### REQUEST
How many lines in the material contain the string "negative"? Reply with the number alone.
------------------------------------------------
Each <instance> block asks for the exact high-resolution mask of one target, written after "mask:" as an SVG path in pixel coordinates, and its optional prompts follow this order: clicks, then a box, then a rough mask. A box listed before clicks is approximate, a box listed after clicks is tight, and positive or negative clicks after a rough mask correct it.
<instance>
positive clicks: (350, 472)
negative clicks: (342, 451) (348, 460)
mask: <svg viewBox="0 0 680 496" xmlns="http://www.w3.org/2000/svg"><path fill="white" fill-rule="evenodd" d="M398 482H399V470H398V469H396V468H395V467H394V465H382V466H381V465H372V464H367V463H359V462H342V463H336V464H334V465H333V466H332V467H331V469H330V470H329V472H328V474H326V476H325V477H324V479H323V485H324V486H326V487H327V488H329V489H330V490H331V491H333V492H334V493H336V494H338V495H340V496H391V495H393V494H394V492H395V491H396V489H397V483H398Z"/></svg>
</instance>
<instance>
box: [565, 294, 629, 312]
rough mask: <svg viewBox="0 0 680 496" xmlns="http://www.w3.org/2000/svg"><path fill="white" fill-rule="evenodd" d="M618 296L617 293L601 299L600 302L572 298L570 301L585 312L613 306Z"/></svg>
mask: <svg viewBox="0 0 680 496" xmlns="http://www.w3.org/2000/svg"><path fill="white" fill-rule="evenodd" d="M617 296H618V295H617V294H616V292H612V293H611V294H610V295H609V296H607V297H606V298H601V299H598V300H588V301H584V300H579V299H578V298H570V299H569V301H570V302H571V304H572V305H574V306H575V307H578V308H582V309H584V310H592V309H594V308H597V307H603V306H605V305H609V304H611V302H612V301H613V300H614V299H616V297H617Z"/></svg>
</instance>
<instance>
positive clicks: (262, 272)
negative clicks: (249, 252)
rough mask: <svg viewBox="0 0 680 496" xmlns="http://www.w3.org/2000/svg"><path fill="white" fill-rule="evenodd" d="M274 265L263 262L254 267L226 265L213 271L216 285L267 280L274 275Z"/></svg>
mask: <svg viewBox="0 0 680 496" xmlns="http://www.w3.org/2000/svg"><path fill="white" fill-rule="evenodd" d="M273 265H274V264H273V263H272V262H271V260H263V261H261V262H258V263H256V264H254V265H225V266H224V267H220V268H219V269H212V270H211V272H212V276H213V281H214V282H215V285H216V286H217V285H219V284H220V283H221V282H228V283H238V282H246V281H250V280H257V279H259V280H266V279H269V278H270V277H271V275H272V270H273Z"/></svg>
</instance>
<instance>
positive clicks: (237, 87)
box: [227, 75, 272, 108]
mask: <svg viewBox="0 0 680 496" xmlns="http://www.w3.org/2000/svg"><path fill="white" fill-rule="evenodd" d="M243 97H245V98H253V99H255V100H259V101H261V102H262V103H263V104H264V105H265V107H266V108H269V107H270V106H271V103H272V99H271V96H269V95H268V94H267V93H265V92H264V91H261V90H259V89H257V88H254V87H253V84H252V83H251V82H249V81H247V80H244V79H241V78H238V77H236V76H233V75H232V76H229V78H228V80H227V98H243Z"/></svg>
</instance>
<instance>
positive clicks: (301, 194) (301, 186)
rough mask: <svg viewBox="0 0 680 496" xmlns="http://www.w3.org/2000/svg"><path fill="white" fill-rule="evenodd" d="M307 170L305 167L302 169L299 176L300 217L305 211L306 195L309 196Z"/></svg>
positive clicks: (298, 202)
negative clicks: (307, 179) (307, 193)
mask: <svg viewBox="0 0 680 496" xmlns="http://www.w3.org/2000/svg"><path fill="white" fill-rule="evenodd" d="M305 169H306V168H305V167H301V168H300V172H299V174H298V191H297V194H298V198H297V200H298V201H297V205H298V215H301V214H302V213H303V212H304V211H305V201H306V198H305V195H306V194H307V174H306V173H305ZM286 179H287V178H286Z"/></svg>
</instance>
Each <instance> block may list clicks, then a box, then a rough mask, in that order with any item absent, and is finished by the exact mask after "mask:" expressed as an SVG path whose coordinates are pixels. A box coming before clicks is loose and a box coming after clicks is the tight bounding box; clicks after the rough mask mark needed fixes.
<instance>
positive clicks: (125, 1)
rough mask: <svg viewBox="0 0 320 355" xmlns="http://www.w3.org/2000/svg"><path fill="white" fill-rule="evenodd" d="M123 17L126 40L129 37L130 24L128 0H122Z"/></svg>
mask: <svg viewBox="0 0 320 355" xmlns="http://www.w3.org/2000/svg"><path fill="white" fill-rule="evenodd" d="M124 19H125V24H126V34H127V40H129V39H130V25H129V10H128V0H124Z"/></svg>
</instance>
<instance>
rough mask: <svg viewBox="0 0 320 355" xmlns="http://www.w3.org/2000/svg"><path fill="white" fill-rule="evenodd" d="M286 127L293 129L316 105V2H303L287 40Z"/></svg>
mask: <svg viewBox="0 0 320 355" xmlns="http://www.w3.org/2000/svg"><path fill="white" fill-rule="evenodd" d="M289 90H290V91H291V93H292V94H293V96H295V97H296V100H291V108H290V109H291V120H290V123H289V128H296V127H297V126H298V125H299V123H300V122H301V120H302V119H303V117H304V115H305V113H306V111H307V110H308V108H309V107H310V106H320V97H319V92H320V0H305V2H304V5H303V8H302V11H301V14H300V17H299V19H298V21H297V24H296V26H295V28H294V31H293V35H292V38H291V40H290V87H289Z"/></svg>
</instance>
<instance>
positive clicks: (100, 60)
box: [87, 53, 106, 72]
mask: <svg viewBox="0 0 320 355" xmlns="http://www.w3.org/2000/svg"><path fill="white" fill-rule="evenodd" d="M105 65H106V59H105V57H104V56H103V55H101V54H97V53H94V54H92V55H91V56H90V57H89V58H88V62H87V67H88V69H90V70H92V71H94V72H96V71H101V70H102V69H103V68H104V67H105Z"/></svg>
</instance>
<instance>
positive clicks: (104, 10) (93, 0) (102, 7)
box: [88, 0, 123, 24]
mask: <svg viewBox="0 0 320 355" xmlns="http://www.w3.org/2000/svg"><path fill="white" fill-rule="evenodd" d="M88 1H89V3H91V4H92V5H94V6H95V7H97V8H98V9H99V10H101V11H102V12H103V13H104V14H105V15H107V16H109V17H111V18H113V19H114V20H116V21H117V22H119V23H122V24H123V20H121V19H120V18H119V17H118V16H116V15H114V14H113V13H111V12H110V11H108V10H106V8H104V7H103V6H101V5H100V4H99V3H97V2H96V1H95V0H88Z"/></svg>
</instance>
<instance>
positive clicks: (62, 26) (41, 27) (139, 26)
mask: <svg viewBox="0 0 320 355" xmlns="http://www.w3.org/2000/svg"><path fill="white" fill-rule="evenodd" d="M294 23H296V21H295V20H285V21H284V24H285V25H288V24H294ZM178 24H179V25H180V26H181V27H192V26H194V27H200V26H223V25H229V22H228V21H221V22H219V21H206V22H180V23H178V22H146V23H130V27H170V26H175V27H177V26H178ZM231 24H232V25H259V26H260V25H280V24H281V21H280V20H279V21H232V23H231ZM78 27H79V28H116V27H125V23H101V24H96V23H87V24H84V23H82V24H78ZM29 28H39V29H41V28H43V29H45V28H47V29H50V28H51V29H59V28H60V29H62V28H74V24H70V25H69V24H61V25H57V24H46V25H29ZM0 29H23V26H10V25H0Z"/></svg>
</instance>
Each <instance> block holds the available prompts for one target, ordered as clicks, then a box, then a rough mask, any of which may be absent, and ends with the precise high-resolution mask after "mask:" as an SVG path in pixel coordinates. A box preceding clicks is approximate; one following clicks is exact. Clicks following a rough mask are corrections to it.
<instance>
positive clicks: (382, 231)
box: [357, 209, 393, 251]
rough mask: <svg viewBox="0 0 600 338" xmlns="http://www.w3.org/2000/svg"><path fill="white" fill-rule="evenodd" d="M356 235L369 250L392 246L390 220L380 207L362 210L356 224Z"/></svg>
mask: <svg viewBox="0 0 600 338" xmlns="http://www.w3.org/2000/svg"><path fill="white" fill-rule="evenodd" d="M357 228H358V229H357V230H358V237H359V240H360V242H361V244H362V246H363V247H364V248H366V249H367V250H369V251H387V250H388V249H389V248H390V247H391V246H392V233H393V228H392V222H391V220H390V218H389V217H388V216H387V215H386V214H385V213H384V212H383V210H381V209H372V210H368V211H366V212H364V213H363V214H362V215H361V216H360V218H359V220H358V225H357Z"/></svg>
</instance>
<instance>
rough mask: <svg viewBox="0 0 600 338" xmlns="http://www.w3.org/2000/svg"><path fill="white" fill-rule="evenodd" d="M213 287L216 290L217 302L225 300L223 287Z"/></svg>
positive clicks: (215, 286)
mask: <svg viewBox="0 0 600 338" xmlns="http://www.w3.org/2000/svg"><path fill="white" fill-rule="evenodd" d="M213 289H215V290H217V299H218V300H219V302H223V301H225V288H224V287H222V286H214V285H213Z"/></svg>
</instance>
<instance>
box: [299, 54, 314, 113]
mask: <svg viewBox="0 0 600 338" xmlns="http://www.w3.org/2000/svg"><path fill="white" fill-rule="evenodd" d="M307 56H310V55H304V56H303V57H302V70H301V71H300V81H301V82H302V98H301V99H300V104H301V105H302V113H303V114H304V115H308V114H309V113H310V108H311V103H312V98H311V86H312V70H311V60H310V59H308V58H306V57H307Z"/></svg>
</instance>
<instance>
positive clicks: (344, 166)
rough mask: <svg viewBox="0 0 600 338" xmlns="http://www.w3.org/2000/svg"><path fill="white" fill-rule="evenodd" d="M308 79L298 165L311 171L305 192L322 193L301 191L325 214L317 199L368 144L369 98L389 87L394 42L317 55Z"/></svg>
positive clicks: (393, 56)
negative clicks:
------------------------------------------------
### WRITTEN SOLUTION
5